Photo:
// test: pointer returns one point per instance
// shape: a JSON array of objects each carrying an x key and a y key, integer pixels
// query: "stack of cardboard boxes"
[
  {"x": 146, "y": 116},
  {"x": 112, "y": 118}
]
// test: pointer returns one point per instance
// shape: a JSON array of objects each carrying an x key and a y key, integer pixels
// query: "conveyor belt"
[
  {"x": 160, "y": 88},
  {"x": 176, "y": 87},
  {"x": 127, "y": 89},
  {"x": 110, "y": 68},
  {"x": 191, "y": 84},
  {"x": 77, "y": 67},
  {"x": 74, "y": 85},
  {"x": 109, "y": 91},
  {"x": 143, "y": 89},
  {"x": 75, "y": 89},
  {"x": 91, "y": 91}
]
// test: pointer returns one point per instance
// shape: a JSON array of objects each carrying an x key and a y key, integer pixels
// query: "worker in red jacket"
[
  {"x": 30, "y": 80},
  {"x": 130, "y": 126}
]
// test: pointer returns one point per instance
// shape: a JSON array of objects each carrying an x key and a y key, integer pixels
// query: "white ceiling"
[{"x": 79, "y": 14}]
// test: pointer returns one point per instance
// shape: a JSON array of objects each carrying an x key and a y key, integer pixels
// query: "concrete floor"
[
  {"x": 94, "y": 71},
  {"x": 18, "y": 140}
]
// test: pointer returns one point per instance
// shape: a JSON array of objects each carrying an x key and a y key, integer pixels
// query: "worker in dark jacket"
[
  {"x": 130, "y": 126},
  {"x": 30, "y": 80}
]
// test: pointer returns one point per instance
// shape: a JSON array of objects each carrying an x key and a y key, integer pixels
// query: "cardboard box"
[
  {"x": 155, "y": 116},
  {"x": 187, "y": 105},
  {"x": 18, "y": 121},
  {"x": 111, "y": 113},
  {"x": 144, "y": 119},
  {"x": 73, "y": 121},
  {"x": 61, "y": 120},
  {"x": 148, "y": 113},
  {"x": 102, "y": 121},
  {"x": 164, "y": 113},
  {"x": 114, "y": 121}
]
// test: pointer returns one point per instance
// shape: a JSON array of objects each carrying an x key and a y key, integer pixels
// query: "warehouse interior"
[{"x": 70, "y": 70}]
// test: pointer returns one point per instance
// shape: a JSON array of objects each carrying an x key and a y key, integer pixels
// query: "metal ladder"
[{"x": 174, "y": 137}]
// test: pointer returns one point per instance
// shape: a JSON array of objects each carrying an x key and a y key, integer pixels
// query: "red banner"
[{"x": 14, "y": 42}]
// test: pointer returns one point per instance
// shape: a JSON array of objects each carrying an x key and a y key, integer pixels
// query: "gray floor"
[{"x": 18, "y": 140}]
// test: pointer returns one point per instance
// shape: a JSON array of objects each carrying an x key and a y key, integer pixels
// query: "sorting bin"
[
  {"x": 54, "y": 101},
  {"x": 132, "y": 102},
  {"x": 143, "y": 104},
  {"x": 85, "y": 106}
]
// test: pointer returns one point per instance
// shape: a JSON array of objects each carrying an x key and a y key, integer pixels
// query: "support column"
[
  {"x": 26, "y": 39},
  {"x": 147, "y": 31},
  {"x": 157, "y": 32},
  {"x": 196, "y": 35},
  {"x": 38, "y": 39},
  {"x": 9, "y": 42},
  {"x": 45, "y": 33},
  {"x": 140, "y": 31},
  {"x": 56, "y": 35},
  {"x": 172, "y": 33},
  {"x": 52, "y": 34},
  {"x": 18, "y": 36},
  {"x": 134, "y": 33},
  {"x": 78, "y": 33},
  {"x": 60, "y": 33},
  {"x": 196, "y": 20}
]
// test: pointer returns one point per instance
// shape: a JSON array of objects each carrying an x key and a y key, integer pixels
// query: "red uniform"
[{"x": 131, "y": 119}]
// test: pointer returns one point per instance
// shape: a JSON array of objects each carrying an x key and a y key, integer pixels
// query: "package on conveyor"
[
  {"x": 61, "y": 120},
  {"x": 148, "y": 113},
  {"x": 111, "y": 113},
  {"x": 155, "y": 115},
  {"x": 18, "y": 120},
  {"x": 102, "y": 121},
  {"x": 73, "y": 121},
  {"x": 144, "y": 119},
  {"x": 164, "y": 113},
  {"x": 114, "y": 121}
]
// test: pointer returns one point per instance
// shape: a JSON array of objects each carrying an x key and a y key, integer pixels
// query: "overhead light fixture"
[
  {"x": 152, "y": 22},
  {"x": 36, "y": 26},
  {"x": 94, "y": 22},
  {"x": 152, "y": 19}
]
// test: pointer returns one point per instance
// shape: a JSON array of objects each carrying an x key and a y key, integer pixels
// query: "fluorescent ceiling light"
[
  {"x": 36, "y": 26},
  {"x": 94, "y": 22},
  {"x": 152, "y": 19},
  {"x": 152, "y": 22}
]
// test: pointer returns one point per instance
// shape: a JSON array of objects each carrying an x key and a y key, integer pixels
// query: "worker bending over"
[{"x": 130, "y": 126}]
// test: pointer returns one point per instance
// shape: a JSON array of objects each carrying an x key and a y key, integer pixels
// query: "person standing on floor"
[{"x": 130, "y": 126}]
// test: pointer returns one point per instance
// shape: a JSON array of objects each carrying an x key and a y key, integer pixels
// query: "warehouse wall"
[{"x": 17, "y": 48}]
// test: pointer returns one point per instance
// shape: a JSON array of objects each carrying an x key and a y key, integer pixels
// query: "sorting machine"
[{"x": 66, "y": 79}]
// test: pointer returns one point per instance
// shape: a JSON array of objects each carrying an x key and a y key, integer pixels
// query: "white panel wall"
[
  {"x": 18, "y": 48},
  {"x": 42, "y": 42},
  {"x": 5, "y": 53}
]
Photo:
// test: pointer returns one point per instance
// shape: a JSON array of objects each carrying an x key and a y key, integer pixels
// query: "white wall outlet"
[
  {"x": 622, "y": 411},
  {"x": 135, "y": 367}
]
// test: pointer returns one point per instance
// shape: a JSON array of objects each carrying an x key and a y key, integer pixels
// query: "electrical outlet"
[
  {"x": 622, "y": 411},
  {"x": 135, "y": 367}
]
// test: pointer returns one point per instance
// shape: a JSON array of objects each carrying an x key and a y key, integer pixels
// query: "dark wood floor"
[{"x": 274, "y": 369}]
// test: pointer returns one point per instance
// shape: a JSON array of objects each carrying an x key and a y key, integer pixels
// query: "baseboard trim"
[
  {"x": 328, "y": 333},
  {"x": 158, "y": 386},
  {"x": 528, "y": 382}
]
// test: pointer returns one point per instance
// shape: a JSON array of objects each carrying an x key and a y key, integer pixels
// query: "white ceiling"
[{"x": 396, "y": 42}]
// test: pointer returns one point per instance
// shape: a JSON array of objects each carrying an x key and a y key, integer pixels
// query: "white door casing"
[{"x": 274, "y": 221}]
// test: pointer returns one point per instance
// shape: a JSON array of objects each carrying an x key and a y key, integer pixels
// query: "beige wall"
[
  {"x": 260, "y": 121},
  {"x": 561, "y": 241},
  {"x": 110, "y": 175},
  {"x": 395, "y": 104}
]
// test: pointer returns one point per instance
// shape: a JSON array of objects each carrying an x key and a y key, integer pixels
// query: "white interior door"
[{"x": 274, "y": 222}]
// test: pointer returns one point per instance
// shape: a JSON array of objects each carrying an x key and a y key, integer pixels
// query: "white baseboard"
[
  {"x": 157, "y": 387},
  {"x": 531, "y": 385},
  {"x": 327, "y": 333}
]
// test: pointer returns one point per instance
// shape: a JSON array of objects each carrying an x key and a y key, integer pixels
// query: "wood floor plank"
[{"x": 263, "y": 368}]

_PROBLEM REQUIREMENTS:_
Pull out each record as written and restate it exactly.

_COMPLETE ANSWER:_
Photo:
// test: pointer returns one point per instance
// shape: a JSON array of objects each carrying an x key and a y key, integer pixels
// query: "stack of cardboard boxes"
[
  {"x": 146, "y": 116},
  {"x": 112, "y": 118}
]
// test: pointer returns one point per instance
// shape: a JSON array of objects each carrying an x key and a y key, integer pixels
// query: "conveyor belt"
[
  {"x": 160, "y": 88},
  {"x": 176, "y": 87},
  {"x": 127, "y": 89},
  {"x": 110, "y": 68},
  {"x": 191, "y": 84},
  {"x": 77, "y": 67},
  {"x": 74, "y": 85},
  {"x": 109, "y": 91},
  {"x": 143, "y": 89},
  {"x": 75, "y": 89},
  {"x": 91, "y": 91}
]
// test: pointer returns one point per instance
// shape: a JSON array of objects each carrying an x key and a y key, integer pixels
// query: "worker in red jacket"
[
  {"x": 30, "y": 80},
  {"x": 130, "y": 126}
]
// test: pointer returns one point per instance
// shape: a JSON array of objects each carrying an x key and a y key, integer pixels
// query: "white ceiling"
[{"x": 79, "y": 14}]
// test: pointer returns one point per instance
// shape: a JSON array of objects each carrying an x key and a y key, integer pixels
// query: "concrete floor"
[
  {"x": 94, "y": 71},
  {"x": 18, "y": 140}
]
// test: pointer returns one point per instance
// shape: a JSON array of objects each carrying an x key and a y key, integer pixels
// query: "worker in dark jacket"
[
  {"x": 130, "y": 126},
  {"x": 30, "y": 80}
]
// test: pointer returns one point per instance
// shape: a JSON array of objects each carrying an x key and a y key, integer pixels
// query: "cardboard box"
[
  {"x": 155, "y": 116},
  {"x": 187, "y": 105},
  {"x": 18, "y": 121},
  {"x": 111, "y": 113},
  {"x": 144, "y": 119},
  {"x": 73, "y": 121},
  {"x": 61, "y": 120},
  {"x": 148, "y": 113},
  {"x": 102, "y": 121},
  {"x": 164, "y": 113},
  {"x": 114, "y": 121}
]
// test: pointer returns one point per instance
// shape: a JSON array of objects each carrying an x key and a y key, integer pixels
// query: "warehouse interior"
[{"x": 70, "y": 70}]
// test: pointer returns one point per instance
// shape: a JSON array of objects each carrying an x key and a y key, integer pixels
// query: "metal ladder"
[{"x": 174, "y": 137}]
// test: pointer returns one point per instance
// shape: a JSON array of objects each carrying an x key and a y key, integer pixels
// query: "red banner"
[{"x": 14, "y": 42}]
// test: pointer returns one point per instance
// shape: a JSON array of objects each carrying an x key and a y key, integer pixels
// query: "gray floor"
[{"x": 18, "y": 140}]
// test: pointer returns one point per instance
// shape: a JSON array of objects each carrying an x key and a y key, integer pixels
// query: "sorting bin"
[
  {"x": 54, "y": 101},
  {"x": 132, "y": 102},
  {"x": 143, "y": 104},
  {"x": 85, "y": 106}
]
// test: pointer returns one point per instance
// shape: a JSON array of objects each carrying an x key and a y key, integer pixels
// query: "support column"
[
  {"x": 26, "y": 39},
  {"x": 147, "y": 31},
  {"x": 157, "y": 32},
  {"x": 196, "y": 35},
  {"x": 38, "y": 39},
  {"x": 9, "y": 42},
  {"x": 45, "y": 33},
  {"x": 140, "y": 31},
  {"x": 56, "y": 35},
  {"x": 172, "y": 33},
  {"x": 52, "y": 34},
  {"x": 18, "y": 36},
  {"x": 134, "y": 33},
  {"x": 78, "y": 33},
  {"x": 60, "y": 33},
  {"x": 196, "y": 20}
]
// test: pointer returns one point per instance
// shape: a JSON array of objects each carrying an x key and a y key, integer pixels
// query: "red uniform"
[{"x": 131, "y": 119}]
// test: pointer returns one point per instance
// shape: a JSON array of objects each carrying an x key and a y key, integer pixels
// query: "package on conveyor"
[
  {"x": 61, "y": 120},
  {"x": 148, "y": 113},
  {"x": 111, "y": 113},
  {"x": 155, "y": 115},
  {"x": 18, "y": 120},
  {"x": 102, "y": 121},
  {"x": 73, "y": 121},
  {"x": 144, "y": 119},
  {"x": 164, "y": 113},
  {"x": 114, "y": 121}
]
// test: pointer returns one point per instance
// shape: a JSON array of objects each carrying an x key and a y key, integer pixels
// query: "overhead light fixture"
[
  {"x": 152, "y": 22},
  {"x": 36, "y": 26},
  {"x": 94, "y": 22},
  {"x": 152, "y": 19}
]
// test: pointer returns one point per instance
// shape: a JSON array of objects each carrying an x key and a y key, integer pixels
// query: "fluorescent ceiling light"
[
  {"x": 36, "y": 26},
  {"x": 94, "y": 22},
  {"x": 152, "y": 19},
  {"x": 152, "y": 22}
]
// test: pointer returns one point per instance
// shape: a JSON array of objects each carrying an x key and a y key, integer pixels
// query: "worker bending over"
[{"x": 130, "y": 126}]
// test: pointer returns one point per instance
// shape: a JSON array of objects each carrying an x key and a y key, integer pixels
// query: "person standing on floor"
[{"x": 130, "y": 126}]
// test: pointer returns one point per instance
// shape: a JSON array of objects each carrying an x key and a y key, integer pixels
// query: "warehouse wall"
[{"x": 17, "y": 48}]
// test: pointer returns one point per instance
// shape: a JSON array of objects each carrying an x key and a y key, integer pixels
// query: "sorting machine"
[{"x": 66, "y": 79}]
// test: pointer returns one point per instance
// shape: a JSON array of objects each carrying an x key and a y key, integer pixels
// query: "white panel wall"
[
  {"x": 18, "y": 48},
  {"x": 42, "y": 42},
  {"x": 5, "y": 53}
]
Photo:
// test: pointer returns one point per instance
// shape: a JSON array of objects each carrying an x key and a y key, integer pixels
// query: "white wall outlet"
[
  {"x": 622, "y": 411},
  {"x": 135, "y": 367}
]
// test: pointer returns one point per instance
// shape: a JSON array of objects each carrying an x key and a y key, integer pixels
// query: "electrical outlet"
[
  {"x": 622, "y": 411},
  {"x": 135, "y": 367}
]
// test: pointer returns one point per instance
// shape: a JSON array of objects each carrying an x key and a y key, integer pixels
// query: "dark wood floor"
[{"x": 274, "y": 369}]
// test: pointer returns one point per instance
// shape: a JSON array of objects each carrying an x key and a y key, integer pixels
// query: "baseboard trim"
[
  {"x": 328, "y": 333},
  {"x": 158, "y": 386},
  {"x": 528, "y": 382}
]
// test: pointer returns one point per instance
// shape: a JSON array of objects each carrying an x key and a y key, integer pixels
// query: "white ceiling"
[{"x": 396, "y": 42}]
// test: pointer returns one point per instance
// shape: a JSON array of objects each carrying an x key and a y key, integer pixels
// query: "white door casing"
[{"x": 274, "y": 221}]
// test: pointer returns one point per instance
// shape: a JSON array of objects each carrying an x key and a y key, integer pixels
// query: "beige wall"
[
  {"x": 260, "y": 121},
  {"x": 561, "y": 241},
  {"x": 110, "y": 175},
  {"x": 395, "y": 104}
]
// test: pointer returns one point per instance
// shape: a JSON array of objects each carrying an x key and a y key, integer pixels
// query: "white interior door"
[{"x": 274, "y": 222}]
// test: pointer returns one point per instance
// shape: a JSON array of objects each carrying an x key and a y key, integer pixels
// query: "white baseboard"
[
  {"x": 157, "y": 387},
  {"x": 531, "y": 385},
  {"x": 327, "y": 333}
]
// test: pointer returns one point per instance
// shape: a JSON array of objects each carrying an x key and a y key, integer pixels
// query: "wood floor plank"
[{"x": 263, "y": 368}]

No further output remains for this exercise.